▶ **PROBLEM STATEMENT**
Copy out every line of the data exactly.

▶ **MATERIAL SHOWN**
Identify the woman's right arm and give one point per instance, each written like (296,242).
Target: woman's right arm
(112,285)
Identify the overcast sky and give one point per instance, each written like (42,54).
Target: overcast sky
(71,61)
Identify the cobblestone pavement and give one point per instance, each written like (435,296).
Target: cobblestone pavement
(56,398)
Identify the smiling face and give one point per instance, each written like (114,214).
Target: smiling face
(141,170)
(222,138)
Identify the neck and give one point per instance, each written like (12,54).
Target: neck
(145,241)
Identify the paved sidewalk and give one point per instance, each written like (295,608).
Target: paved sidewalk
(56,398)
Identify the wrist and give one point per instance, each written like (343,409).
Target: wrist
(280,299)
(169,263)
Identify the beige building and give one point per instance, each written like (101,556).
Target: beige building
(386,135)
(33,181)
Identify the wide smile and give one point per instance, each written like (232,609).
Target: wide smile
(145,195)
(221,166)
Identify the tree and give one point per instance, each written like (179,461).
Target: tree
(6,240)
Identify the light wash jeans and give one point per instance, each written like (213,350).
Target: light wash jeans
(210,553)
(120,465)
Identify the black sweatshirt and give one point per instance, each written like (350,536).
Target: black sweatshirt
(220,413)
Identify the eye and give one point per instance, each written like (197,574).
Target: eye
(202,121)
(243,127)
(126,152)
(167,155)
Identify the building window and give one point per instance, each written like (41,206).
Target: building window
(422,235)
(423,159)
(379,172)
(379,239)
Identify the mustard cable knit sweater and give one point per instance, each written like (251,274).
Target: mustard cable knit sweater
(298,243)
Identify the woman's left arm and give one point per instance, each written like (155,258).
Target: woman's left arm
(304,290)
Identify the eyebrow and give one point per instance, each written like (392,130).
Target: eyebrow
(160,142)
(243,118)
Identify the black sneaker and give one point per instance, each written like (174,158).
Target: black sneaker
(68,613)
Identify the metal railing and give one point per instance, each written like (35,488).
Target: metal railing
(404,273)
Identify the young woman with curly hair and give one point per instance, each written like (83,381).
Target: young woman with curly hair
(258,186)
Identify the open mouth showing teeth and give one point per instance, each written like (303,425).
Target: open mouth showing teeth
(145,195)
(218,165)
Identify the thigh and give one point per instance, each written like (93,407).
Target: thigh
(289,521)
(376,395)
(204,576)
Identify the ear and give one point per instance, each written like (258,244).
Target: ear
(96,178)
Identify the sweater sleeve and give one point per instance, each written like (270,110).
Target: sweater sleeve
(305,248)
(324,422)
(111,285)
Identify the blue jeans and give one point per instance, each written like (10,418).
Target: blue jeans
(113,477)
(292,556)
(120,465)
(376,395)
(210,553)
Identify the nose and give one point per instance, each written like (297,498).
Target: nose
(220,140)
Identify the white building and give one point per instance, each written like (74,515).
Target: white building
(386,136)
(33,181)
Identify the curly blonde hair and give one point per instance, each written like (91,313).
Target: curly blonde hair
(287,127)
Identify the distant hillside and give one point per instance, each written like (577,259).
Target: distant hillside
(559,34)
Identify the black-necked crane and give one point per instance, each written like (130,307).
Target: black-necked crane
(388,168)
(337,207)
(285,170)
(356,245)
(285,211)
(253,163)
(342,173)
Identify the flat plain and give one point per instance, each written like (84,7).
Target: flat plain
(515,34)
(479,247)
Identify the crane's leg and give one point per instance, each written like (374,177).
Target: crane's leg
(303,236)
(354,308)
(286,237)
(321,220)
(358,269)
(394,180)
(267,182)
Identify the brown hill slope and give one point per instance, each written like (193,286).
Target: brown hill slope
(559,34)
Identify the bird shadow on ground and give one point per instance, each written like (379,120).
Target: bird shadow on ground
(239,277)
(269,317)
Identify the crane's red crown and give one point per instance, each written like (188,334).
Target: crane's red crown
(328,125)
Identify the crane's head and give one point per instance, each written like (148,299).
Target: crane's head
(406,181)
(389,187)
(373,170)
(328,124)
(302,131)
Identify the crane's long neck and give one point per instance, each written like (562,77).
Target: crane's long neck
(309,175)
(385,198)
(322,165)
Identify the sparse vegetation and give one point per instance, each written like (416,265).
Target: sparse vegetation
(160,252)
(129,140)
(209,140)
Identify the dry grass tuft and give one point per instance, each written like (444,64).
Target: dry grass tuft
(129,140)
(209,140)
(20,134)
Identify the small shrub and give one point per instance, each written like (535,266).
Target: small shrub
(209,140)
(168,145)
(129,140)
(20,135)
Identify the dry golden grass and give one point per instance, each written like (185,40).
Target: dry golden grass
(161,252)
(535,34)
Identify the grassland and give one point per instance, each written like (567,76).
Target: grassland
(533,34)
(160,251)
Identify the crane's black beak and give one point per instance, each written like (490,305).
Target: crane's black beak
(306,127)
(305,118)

▶ **WORKED ANSWER**
Identify the woman's right arm and give one point per instance, each written like (296,242).
Target: woman's right arm
(112,285)
Identify the overcast sky and give one point per instance, each written like (42,54).
Target: overcast sky
(71,61)
Identify the cobblestone pavement and give one point per instance, each written like (435,296).
Target: cobblestone pavement
(56,398)
Identify the smiling face and give one point per instance, each written like (114,214).
Target: smiling face
(141,170)
(222,138)
Identify the neck and give one point per instance, each written like (12,54).
Target: neck
(145,241)
Identify the paved sidewalk and give one point per instance, each written like (295,608).
Target: paved sidewalk
(56,398)
Identify the wrist and give one point per instance, each written like (343,409).
Target: wrist
(280,299)
(169,263)
Identify the beige building and give one point per instance, each written like (101,556).
Target: beige building
(386,135)
(33,181)
Identify the wide smile and give one point per instance, each written like (232,609).
Target: wide smile
(145,195)
(221,166)
Identify the tree and give one point per instance, each written like (179,461).
Target: tree
(6,240)
Identify the light wash jeans and give one point per instance, each written like (213,350).
Target: light wash jeans
(210,553)
(120,465)
Identify the black sweatshirt and give one point per instance, each written like (350,536).
Target: black sweatshirt
(220,413)
Identify the eye and give one point per instance, each written like (197,574).
Target: eye
(202,121)
(243,127)
(126,152)
(167,155)
Identify the building window and give one point per instance, each written like (41,206).
Target: building window
(422,235)
(423,159)
(379,172)
(379,239)
Identify the mustard cable knit sweater and give one point per instance, each written like (251,274).
Target: mustard cable knit sweater
(298,243)
Identify the woman's left arm and give one point per instance, each written like (155,258).
Target: woman's left arm
(304,290)
Identify the eyebrow and give one point per instance, each written like (392,130).
Target: eyebrow
(160,142)
(243,118)
Identify the black sneaker and give one point per instance, each written like (174,158).
Target: black sneaker
(68,613)
Identify the metal railing and give one point per instance, each written like (35,488).
Target: metal railing
(404,273)
Identify the young woman with curly hair and give one point per instance, each written like (83,381).
Target: young woman with curly hair
(258,186)
Identify the open mouth showing teeth and give one point per instance, each written like (303,425).
Target: open mouth showing teeth
(145,195)
(218,165)
Identify the thigh and give one point per instance, each written like (93,407).
Target: thigh
(289,521)
(376,395)
(204,576)
Identify the ear and give one point per instance, each written like (258,244).
Target: ear
(96,178)
Identify the sweater sleeve and give one point per instance, each written like (270,110).
Target: sweater sleeve
(305,248)
(324,422)
(111,285)
Identify the blue jeans and give one point per instance, each written like (10,418).
Target: blue jeans
(113,477)
(292,556)
(120,465)
(376,395)
(210,553)
Identify the nose and give one point per instance, each written like (297,498).
Target: nose
(220,140)
Identify the white building and give one point per instance, each written like (74,515).
Target: white building
(386,136)
(33,181)
Identify the curly blonde hair and give one point per instance, each written like (91,313).
Target: curly blonde hair
(287,127)
Identify the distant hillside and give one point per instance, each written like (577,259).
Target: distant hillside
(559,34)
Identify the black-necked crane and give one point per instance, each written like (130,307).
Target: black-necked crane
(388,168)
(337,207)
(285,170)
(356,245)
(285,211)
(253,163)
(342,173)
Identify the flat plain and give one point per instance, each written like (84,7).
Target: flat plain
(515,34)
(479,247)
Identify the crane's leg and give one point per instance, each written like (374,177).
Target: crane's leg
(303,236)
(354,308)
(286,237)
(321,220)
(358,269)
(394,180)
(267,182)
Identify the brown hill slope and give one point per instance, each written like (193,286).
Target: brown hill slope
(559,34)
Identify the bird shadow on ground and give one point per instance, each written like (379,120).
Target: bird shadow on ground
(239,277)
(269,317)
Identify the crane's red crown and give one point per instance, each written like (188,334).
Target: crane's red crown
(328,125)
Identify the crane's head and give one point per instance, each written like (148,299).
Target: crane's head
(406,181)
(389,187)
(373,170)
(328,124)
(302,131)
Identify the crane's long neck and give one point per instance, each written like (562,77).
Target: crane's long neck
(309,175)
(385,198)
(322,165)
Identify the sparse vegetation and give one point per instance, each written like (416,265).
Target: sparse vegetation
(160,252)
(129,140)
(209,140)
Identify the dry grass tuft and give one point per instance, each written like (444,64).
Target: dry grass tuft
(129,140)
(209,140)
(20,134)
Identify the small shrub and give one point per instance, each written like (535,266).
Target: small shrub
(209,140)
(168,145)
(129,140)
(20,135)
Identify the dry golden grass and give one point per instance, each written like (185,40).
Target: dry golden grass
(161,252)
(535,34)
Identify the grassland and give one point per instance, each written like (567,76).
Target: grassland
(533,34)
(160,251)
Identify the crane's black beak and give one point per instance, each written like (490,305).
Target: crane's black beak
(306,127)
(305,118)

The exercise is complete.